### Data listing

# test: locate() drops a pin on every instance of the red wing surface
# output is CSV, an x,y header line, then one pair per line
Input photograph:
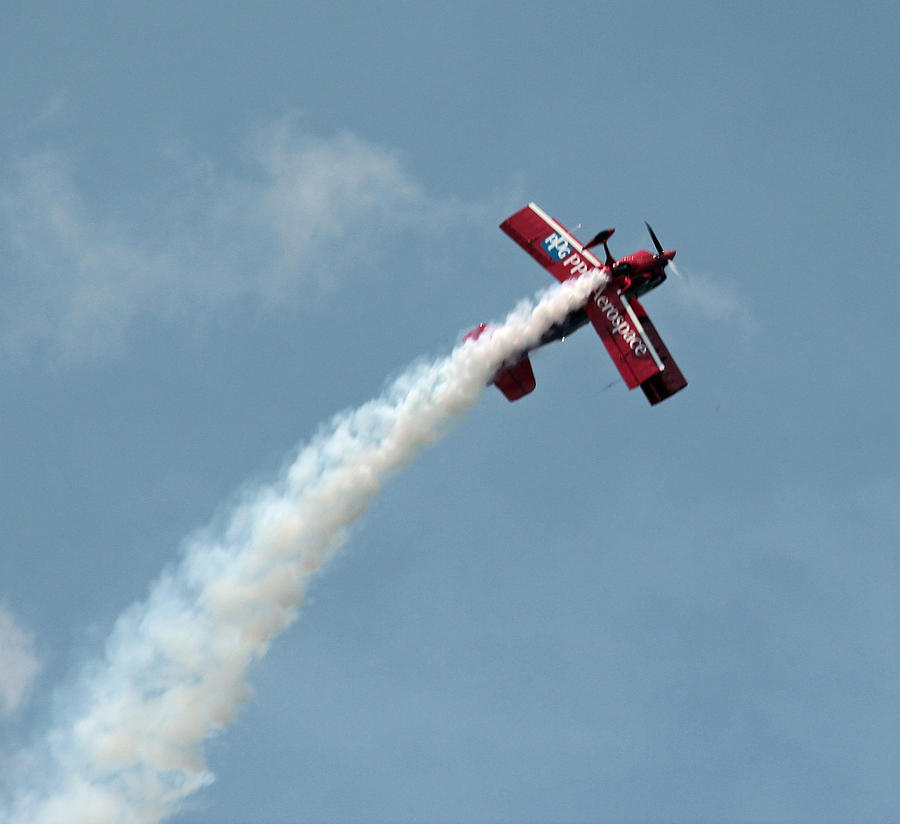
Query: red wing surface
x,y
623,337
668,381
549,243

* * *

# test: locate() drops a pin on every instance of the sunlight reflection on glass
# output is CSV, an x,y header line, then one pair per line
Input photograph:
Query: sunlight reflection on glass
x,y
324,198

---

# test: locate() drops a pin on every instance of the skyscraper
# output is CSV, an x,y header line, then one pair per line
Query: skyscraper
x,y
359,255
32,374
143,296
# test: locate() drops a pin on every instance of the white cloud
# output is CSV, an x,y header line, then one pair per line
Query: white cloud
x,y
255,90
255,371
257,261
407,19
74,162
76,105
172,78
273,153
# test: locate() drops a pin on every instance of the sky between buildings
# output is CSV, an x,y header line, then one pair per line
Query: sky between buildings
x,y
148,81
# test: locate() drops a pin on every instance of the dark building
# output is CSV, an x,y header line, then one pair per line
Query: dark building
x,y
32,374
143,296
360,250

### Set exercise
Please gather every line of the material above that contains the word "white". Case counts.

### Expected answer
# test: locate() drops a pin on every instance of the white cloud
Query: white cloud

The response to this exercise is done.